*** Page excerpt

With his solo show, "Street Anatomy," opening at Fifty24SF Gallery in San Francisco this Friday, April 18th, 2014, NYCHOS has been quite busy the past few weeks painting murals around the bay area and prepping for the exhibit. We stopped by his temporary studio to catch him as he finishes up several new paintings, get a couple pictures, and ask him a few questions!

With his solo show, "Street Anatomy," opening at FIFTY24SF Gallery in San Francisco this Friday, April 18th, 2014, NYCHOS has been quite busy the past few weeks painting murals around the bay area and prepping for the exhibit. We stopped by his temporary studio to catch him as he finishes up several new paintings, get a couple pictures, and ask him a few questions!

Interview by Lauren YS.
Studio photographs by Alex Nicholson, all other images copyright Rabbit Eye Movement

Lauren YS: Let's get right to it then--why did you start making art?
NYCHOS: I always wanted to be a comic artist or character designer because I like to laugh at myself when I draw. Art has to be funny but it also has to give something back to you. It always has to tell a story. The hard part is to find something you want to talk about with your art. For me it was always there, but for a long time I didn’t realize what it was.
 
So that’s where the anatomy comes in?

******

Written problem =
Copy the interview from "Lauren YS: Let's" to "what it was.", substituting "playful" for "funny".

*** Information shown

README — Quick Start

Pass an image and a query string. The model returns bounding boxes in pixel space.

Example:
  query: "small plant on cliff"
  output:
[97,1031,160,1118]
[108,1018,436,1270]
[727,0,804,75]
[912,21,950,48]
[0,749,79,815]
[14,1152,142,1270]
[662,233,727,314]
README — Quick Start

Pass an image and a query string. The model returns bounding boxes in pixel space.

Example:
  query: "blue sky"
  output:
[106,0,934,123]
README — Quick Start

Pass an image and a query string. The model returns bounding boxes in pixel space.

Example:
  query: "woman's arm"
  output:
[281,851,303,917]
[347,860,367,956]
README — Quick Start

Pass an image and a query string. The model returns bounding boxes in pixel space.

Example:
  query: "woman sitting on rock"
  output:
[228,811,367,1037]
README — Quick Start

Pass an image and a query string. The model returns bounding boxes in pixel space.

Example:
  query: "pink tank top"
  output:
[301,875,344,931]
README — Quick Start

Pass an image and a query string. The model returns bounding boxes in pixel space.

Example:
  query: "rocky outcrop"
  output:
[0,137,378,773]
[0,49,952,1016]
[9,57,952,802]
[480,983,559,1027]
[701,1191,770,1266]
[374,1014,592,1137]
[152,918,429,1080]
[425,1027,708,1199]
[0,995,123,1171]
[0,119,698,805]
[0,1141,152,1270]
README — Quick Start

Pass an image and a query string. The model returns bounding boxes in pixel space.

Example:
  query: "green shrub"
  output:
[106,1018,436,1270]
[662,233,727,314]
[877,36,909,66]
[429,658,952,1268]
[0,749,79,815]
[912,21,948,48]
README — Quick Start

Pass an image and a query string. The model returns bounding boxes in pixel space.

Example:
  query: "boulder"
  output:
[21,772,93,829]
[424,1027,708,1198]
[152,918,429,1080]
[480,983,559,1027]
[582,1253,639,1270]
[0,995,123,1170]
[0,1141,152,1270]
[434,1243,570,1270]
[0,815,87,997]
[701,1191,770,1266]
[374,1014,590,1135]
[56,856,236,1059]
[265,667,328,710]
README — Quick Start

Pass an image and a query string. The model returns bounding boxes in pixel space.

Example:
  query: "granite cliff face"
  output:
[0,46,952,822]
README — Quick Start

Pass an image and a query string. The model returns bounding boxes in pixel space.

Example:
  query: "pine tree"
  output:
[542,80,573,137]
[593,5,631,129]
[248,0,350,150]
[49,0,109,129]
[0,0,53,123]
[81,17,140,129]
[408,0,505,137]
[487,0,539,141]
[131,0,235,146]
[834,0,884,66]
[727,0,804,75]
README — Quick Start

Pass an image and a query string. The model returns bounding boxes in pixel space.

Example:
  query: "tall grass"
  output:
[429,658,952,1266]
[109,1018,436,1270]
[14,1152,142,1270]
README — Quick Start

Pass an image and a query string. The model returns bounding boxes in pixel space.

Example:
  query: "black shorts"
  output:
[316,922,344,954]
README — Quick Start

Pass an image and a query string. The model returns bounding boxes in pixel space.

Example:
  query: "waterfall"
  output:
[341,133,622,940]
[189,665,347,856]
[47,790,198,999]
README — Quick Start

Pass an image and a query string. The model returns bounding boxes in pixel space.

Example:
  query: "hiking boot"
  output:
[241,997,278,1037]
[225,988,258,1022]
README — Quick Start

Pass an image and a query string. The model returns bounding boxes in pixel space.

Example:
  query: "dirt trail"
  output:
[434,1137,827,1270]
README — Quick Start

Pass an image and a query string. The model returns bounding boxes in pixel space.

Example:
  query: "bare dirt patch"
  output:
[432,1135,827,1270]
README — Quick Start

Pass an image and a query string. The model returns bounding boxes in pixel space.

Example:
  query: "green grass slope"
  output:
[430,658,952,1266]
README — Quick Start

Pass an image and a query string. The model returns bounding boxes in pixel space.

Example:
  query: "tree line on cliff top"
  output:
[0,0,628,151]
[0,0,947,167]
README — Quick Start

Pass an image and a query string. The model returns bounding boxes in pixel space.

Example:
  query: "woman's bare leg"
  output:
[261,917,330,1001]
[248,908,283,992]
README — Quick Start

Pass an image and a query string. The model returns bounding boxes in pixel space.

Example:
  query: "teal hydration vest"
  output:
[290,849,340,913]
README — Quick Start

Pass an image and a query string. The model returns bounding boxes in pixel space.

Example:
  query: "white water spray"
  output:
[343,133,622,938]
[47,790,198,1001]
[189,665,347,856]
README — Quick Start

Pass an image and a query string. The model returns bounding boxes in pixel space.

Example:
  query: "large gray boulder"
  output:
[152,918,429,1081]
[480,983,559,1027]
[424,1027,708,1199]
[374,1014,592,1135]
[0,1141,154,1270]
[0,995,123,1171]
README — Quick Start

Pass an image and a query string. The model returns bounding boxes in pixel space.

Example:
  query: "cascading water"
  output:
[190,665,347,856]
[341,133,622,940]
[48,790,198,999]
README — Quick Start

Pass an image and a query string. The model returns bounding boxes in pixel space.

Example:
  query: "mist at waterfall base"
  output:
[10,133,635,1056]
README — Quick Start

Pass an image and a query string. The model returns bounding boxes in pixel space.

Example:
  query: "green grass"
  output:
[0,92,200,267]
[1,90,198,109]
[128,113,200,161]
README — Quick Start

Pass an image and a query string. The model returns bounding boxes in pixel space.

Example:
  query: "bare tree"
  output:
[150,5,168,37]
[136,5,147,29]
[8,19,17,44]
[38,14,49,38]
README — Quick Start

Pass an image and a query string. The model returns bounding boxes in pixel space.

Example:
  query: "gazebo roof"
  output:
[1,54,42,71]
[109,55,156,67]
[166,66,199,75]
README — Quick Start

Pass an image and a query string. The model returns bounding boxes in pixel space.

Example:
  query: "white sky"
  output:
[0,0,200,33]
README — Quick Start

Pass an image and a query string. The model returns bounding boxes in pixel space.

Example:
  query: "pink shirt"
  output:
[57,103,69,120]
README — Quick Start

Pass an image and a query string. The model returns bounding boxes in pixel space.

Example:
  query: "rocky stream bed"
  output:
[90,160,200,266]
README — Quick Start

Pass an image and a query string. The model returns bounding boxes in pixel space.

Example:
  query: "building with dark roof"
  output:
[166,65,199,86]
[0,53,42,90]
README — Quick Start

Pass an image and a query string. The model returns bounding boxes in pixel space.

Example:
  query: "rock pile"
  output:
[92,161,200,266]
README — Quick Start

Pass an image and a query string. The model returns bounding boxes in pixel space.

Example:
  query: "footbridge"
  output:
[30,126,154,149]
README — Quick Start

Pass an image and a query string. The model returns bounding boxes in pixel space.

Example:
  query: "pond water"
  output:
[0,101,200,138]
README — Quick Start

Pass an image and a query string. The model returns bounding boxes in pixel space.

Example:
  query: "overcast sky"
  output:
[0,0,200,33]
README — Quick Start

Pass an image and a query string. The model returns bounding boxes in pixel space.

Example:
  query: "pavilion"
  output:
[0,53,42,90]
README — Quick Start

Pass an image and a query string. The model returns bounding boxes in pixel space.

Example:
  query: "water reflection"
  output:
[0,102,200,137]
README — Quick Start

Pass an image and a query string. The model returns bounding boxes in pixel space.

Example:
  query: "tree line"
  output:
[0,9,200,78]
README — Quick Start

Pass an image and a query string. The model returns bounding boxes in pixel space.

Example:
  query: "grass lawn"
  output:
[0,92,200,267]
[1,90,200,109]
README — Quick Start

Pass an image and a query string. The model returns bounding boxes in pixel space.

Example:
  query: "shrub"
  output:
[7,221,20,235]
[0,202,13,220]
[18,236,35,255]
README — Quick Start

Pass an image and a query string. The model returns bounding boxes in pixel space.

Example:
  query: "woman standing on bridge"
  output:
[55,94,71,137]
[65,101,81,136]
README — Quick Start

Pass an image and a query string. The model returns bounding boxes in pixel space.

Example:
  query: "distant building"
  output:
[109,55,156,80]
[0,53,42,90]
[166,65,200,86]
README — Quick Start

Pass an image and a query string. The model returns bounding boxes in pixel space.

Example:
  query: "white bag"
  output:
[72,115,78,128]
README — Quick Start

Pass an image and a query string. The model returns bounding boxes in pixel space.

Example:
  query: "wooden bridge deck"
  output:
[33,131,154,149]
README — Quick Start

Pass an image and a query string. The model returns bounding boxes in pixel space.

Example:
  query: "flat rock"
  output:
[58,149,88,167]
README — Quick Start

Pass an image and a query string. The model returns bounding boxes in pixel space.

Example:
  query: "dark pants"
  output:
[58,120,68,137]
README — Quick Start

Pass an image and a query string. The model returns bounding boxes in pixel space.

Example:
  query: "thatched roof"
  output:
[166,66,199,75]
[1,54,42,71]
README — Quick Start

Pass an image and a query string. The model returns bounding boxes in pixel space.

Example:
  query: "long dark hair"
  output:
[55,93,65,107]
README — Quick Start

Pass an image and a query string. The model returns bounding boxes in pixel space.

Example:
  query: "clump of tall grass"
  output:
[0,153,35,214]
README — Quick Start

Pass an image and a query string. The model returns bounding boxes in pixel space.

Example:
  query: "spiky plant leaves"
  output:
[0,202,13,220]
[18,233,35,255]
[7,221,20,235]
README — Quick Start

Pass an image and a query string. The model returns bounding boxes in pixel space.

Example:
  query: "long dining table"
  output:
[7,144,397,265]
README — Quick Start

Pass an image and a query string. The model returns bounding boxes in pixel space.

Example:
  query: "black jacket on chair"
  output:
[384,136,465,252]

******

Completed task =
Lauren YS: Let's get right to it then--why did you start making art?
NYCHOS: I always wanted to be a comic artist or character designer because I like to laugh at myself when I draw. Art has to be playful but it also has to give something back to you. It always has to tell a story. The hard part is to find something you want to talk about with your art. For me it was always there, but for a long time I didn’t realize what it was.